------ SELECTED TEXT
Of the three conditions, the presence of infection perhaps contributes the most to the onset of adhesion formation. The result, in the most severe cases, is that the entire uterine cavity may be completely fused together. In the developing world, chronic endometritis from pelvic tuberculosis
(Netter, et al., Am J Obstet Gynecol 1956;71:368-75) and schistosomiasis (
Krolikowski, et al., Obstet Gynecol 1995;85:898-9) are major causes of intrauterine synechiae. Other uterine procedures, such as removal of fibroids (myomectomies) and even cesarean section have been associated with Asherman’s syndrome, but these are less common causes.
Other than light or absent periods, the primary complications related to Asherman’s syndrome are recurrent miscarriages and infertility. Patients at risk for or suspected of having Asherman’s syndrome, who still have pain occurring at the expected time of menstruation in the absence of significant or any menstrual flow, may have obstruction of the cervix by scar tissue and are then at risk for accumulating menstrual blood and tissues within the uterine cavity (hematometra) and also may develop endometriosis as a secondary consequence of this. In addition to the risk of miscarriage when pregnancy occurs, women with intrauterine adhesions are at risk for later pregnancy complications related to abnormalities of placentation, either small placentas with poor blood supply or a placenta accreta (placentation into the deeper basalis layer and the myometrium). These conditions increase risk for cervical incompetence, poor fetal growth (intrauterine growth restriction), fetal demise, preeclampsia, early delivery, cesarean section, uterine rupture, postpoartum hemorrhage, and peripartum hysterectomy.
------------
------ DATA EXCERPTS
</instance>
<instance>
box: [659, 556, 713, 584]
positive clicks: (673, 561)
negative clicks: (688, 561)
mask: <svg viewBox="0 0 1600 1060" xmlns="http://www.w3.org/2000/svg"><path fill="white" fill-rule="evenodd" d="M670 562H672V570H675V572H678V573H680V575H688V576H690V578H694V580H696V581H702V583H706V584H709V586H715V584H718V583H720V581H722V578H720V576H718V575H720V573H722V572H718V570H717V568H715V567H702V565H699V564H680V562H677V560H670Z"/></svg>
------------
- WHAT IS BEING ASKED: According to the passage on Asherman's syndrome, which of the three conditions perhaps contributes the most to the onset of adhesion formation? The lines have no connection to the passage on Asherman's syndrome.

- EXERCISE RESULT: The presence of infection.